Request –
Exactly repeat all the records below, omitting the images they hold.

Recorded data –

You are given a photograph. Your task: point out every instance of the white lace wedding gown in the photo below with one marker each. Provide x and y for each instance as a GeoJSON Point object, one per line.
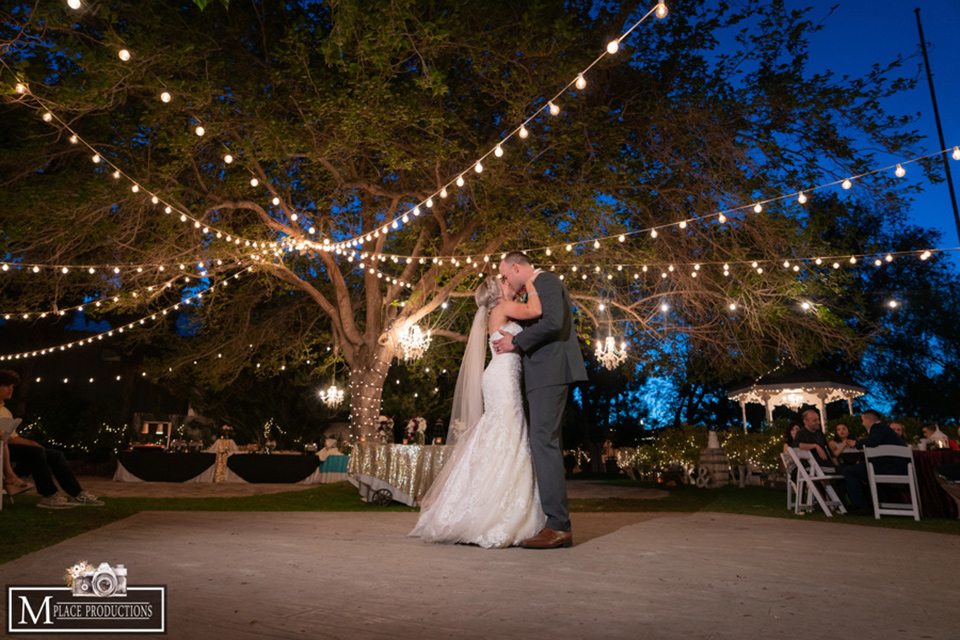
{"type": "Point", "coordinates": [486, 494]}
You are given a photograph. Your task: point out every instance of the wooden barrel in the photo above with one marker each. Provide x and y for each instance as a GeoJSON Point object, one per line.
{"type": "Point", "coordinates": [715, 462]}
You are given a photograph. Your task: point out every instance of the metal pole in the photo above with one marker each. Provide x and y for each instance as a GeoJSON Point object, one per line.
{"type": "Point", "coordinates": [936, 115]}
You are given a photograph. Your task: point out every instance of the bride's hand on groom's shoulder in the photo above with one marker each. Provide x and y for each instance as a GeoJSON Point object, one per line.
{"type": "Point", "coordinates": [504, 344]}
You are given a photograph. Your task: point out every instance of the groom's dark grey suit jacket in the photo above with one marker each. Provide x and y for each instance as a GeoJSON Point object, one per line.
{"type": "Point", "coordinates": [551, 353]}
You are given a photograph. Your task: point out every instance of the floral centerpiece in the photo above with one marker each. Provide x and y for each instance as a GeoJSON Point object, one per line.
{"type": "Point", "coordinates": [417, 430]}
{"type": "Point", "coordinates": [385, 429]}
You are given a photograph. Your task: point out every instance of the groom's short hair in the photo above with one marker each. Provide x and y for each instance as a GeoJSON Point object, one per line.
{"type": "Point", "coordinates": [517, 257]}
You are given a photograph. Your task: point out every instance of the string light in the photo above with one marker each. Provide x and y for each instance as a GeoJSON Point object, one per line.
{"type": "Point", "coordinates": [110, 333]}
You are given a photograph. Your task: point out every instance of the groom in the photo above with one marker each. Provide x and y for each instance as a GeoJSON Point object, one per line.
{"type": "Point", "coordinates": [551, 363]}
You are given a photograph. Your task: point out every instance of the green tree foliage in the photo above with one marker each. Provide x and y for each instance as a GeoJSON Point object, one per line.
{"type": "Point", "coordinates": [348, 117]}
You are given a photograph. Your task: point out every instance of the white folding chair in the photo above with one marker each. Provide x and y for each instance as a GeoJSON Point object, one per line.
{"type": "Point", "coordinates": [790, 466]}
{"type": "Point", "coordinates": [810, 479]}
{"type": "Point", "coordinates": [912, 508]}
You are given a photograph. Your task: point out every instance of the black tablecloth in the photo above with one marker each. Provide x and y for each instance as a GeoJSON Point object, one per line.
{"type": "Point", "coordinates": [278, 468]}
{"type": "Point", "coordinates": [936, 502]}
{"type": "Point", "coordinates": [167, 467]}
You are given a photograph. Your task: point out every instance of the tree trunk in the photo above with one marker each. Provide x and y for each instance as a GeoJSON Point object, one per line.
{"type": "Point", "coordinates": [367, 376]}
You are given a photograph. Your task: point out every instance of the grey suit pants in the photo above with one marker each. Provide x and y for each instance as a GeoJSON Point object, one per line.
{"type": "Point", "coordinates": [546, 413]}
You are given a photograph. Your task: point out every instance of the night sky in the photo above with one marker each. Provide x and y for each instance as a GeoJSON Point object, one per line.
{"type": "Point", "coordinates": [860, 33]}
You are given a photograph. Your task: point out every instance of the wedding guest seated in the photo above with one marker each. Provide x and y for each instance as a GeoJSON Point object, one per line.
{"type": "Point", "coordinates": [935, 438]}
{"type": "Point", "coordinates": [811, 438]}
{"type": "Point", "coordinates": [843, 445]}
{"type": "Point", "coordinates": [898, 429]}
{"type": "Point", "coordinates": [42, 463]}
{"type": "Point", "coordinates": [791, 436]}
{"type": "Point", "coordinates": [878, 434]}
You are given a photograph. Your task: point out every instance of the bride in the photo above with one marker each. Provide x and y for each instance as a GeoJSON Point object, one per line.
{"type": "Point", "coordinates": [486, 494]}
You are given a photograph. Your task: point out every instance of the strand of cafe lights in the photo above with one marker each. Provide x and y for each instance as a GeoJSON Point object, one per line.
{"type": "Point", "coordinates": [290, 245]}
{"type": "Point", "coordinates": [653, 232]}
{"type": "Point", "coordinates": [141, 295]}
{"type": "Point", "coordinates": [165, 96]}
{"type": "Point", "coordinates": [136, 186]}
{"type": "Point", "coordinates": [159, 315]}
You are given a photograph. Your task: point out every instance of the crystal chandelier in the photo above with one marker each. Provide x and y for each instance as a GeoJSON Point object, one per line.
{"type": "Point", "coordinates": [609, 355]}
{"type": "Point", "coordinates": [414, 343]}
{"type": "Point", "coordinates": [332, 396]}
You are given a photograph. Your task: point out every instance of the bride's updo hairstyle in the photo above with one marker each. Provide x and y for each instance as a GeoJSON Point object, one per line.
{"type": "Point", "coordinates": [487, 293]}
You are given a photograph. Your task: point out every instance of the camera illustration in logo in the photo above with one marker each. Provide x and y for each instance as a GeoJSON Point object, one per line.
{"type": "Point", "coordinates": [104, 581]}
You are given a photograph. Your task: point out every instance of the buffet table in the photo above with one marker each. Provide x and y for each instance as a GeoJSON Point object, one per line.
{"type": "Point", "coordinates": [284, 468]}
{"type": "Point", "coordinates": [406, 471]}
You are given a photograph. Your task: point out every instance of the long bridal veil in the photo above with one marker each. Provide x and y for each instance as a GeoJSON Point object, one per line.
{"type": "Point", "coordinates": [468, 396]}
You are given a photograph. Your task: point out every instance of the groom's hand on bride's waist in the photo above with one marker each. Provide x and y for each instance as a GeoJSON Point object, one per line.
{"type": "Point", "coordinates": [504, 344]}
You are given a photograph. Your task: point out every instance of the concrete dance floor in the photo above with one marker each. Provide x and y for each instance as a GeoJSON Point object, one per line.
{"type": "Point", "coordinates": [357, 575]}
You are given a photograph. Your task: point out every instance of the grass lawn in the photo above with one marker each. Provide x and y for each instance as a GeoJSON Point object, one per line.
{"type": "Point", "coordinates": [25, 529]}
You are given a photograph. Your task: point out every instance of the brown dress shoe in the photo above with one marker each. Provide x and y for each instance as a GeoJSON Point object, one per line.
{"type": "Point", "coordinates": [548, 539]}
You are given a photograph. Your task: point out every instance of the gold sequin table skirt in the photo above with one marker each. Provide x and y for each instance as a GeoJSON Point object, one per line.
{"type": "Point", "coordinates": [406, 470]}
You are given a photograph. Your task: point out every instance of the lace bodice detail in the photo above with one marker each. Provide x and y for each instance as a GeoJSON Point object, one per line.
{"type": "Point", "coordinates": [486, 493]}
{"type": "Point", "coordinates": [512, 328]}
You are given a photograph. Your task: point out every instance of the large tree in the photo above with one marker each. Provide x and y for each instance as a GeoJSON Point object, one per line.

Written reply –
You are given a photograph. Your task: point out every instance of the white lace wedding gown in the photo below with one marker each. Provide x and y for each instance as a GeoJSON Point object, one per line.
{"type": "Point", "coordinates": [486, 494]}
You are given a photograph. Your task: point out every instance of the wooden barrel in the photo above with one marker each. Provide x and y for each instance as a GeoJSON Point object, one per line.
{"type": "Point", "coordinates": [715, 462]}
You are given a photograph. Your task: point out every instance of the metal pole in the photo above with one marker each. Provide x and y for each instance as a GeoJSON Point object, one per line.
{"type": "Point", "coordinates": [936, 115]}
You are given a photograph. Your task: point out every instance of the bride's hand on groom's shoulder in the photo above with one marker each. Provide x and y for each instance as a GeoJSON Point object, one per line.
{"type": "Point", "coordinates": [504, 344]}
You are given a photograph. Your task: point out every instance of the groom's dark grey suit jacket in the photo above with one marker each. Provide x and y for each instance as a GeoJSON Point object, one per line.
{"type": "Point", "coordinates": [551, 353]}
You are given a photograph. Your task: point out every instance of the floral centerpiece in the photo above with one marker each. Provide x and y for each instance as a GeoJSON Point object, one per line.
{"type": "Point", "coordinates": [417, 430]}
{"type": "Point", "coordinates": [385, 429]}
You are given a photograph. Your task: point out every instance of the groom's short hair in the photo above with one marker each. Provide x and y for each instance as a GeoJSON Point object, one per line.
{"type": "Point", "coordinates": [517, 257]}
You are given a photograph. Your task: point out every instance of the string light in the photo above with one marker each. Provide x and y for each instance as a GeoJSON Point object, one per line.
{"type": "Point", "coordinates": [110, 333]}
You are given a photograph. Your task: point out every instance of the groom in the photo above with one marker each. Provide x and y for each instance as a GeoJSON Point object, one per line.
{"type": "Point", "coordinates": [551, 363]}
You are given a photograph. Your task: point out every instance of the green tree foliage in the photo above with one marker each. Provide x and y for each instance as a GeoJSON Point object, one per line.
{"type": "Point", "coordinates": [348, 117]}
You are given a photograph. Your task: point out every instance of the white folding chair in the photo above with one marker each. Provide x and y for each instance as a GeoJSON Point object, one per line.
{"type": "Point", "coordinates": [790, 466]}
{"type": "Point", "coordinates": [810, 479]}
{"type": "Point", "coordinates": [912, 508]}
You are given a photograph. Your task: point out every instance of the black tablecloth in the photo above with one marker each. Provide x and y for each instance as a GeoJSON Point object, one per line.
{"type": "Point", "coordinates": [278, 468]}
{"type": "Point", "coordinates": [936, 502]}
{"type": "Point", "coordinates": [167, 467]}
You are given a photograph. Your task: point out every instance of the tree trunk in the photo above with one marker each. Provide x and y for each instance as a GeoJSON Point object, one per line.
{"type": "Point", "coordinates": [367, 376]}
You are given a photograph. Your task: point out every instance of the grey suit pants in the photo above with one marker each. Provide x and y for each instance as a GeoJSON Point object, one per line.
{"type": "Point", "coordinates": [546, 413]}
You are given a photograph. Your task: point out every instance of the night sky in the photo above with one marker each. Provide x and y for each instance as a GeoJSON Point object, one per line.
{"type": "Point", "coordinates": [860, 33]}
You are given a photograph. Your task: point out every instance of the wedding guest seated in the photo above with one marker each. Provide x and y for each instance as a GeoJSON Point object, one per line.
{"type": "Point", "coordinates": [935, 438]}
{"type": "Point", "coordinates": [811, 438]}
{"type": "Point", "coordinates": [843, 445]}
{"type": "Point", "coordinates": [898, 429]}
{"type": "Point", "coordinates": [42, 463]}
{"type": "Point", "coordinates": [791, 436]}
{"type": "Point", "coordinates": [878, 434]}
You are given a photograph. Your task: point out every instance of the bride in the photo above with one marker each. Provide x and y for each instance as a GeoJSON Point object, one per line.
{"type": "Point", "coordinates": [486, 494]}
You are given a photograph. Your task: point out every instance of the strand of cafe lights in the photo above with one marker each. Provide x and y for each instance as a GeoJSON Point object, one per line.
{"type": "Point", "coordinates": [290, 245]}
{"type": "Point", "coordinates": [653, 232]}
{"type": "Point", "coordinates": [141, 295]}
{"type": "Point", "coordinates": [165, 96]}
{"type": "Point", "coordinates": [136, 186]}
{"type": "Point", "coordinates": [159, 315]}
You are given a photograph. Your task: point out every instance of the crystal chandelier in the photo above with one marker each. Provide x and y for each instance as a GeoJSON Point object, one per line.
{"type": "Point", "coordinates": [609, 355]}
{"type": "Point", "coordinates": [414, 343]}
{"type": "Point", "coordinates": [332, 396]}
You are given a photograph. Your task: point out every instance of the bride's updo hairstyle in the photo above with one marker each. Provide x and y for each instance as a GeoJSON Point object, one per line.
{"type": "Point", "coordinates": [487, 293]}
You are given a photograph. Your task: point out every instance of the camera illustration in logo in the photo above with one marker each. Provide x and y for each instance as a GeoJSON Point object, one per line.
{"type": "Point", "coordinates": [104, 581]}
You are given a photograph. Your task: point out every instance of the buffet table in the photo above with one marker each. Provide x and y for each instance as a GeoJSON Point object, one per line.
{"type": "Point", "coordinates": [284, 468]}
{"type": "Point", "coordinates": [406, 471]}
You are given a photograph. Your task: point out every instance of the long bridal veil in the photo above with one marker each. Provide x and y for each instance as a GeoJSON Point object, one per line.
{"type": "Point", "coordinates": [468, 396]}
You are given a photograph. Your task: point out every instance of the groom's hand on bride's waist in the photo above with one marker each. Provide x and y for each instance as a GeoJSON Point object, one per line.
{"type": "Point", "coordinates": [504, 344]}
You are given a photograph. Your task: point out every instance of the concrete dance floor in the photo above with one marker each. Provide x and y for each instance as a GeoJSON Point object, one per line.
{"type": "Point", "coordinates": [357, 575]}
You are given a photograph. Your task: point out every instance of the grass lawn in the photo above with one marker each. Provide x and y for each instance as a GeoJSON Point object, one per line.
{"type": "Point", "coordinates": [25, 529]}
You are given a photograph. Your task: point out every instance of the brown dress shoe in the photo above with one marker each. Provide x and y for each instance as a GeoJSON Point object, one per line.
{"type": "Point", "coordinates": [548, 539]}
You are given a photograph. Your task: point out every instance of the gold sequin table skirt in the photo above with one marker each. Provide x and y for each instance as a GeoJSON Point object, one per line.
{"type": "Point", "coordinates": [406, 470]}
You are given a photograph. Your task: point out every instance of the lace bodice detail in the photo above with one marker each. Provide x and y for each instance as a GeoJSON Point object, one per line.
{"type": "Point", "coordinates": [486, 493]}
{"type": "Point", "coordinates": [512, 328]}
You are given a photograph. Your task: point out every instance of the large tree in the photo above with one marker each. Provide x and y for each instance as a GeoJSON Point object, one per line.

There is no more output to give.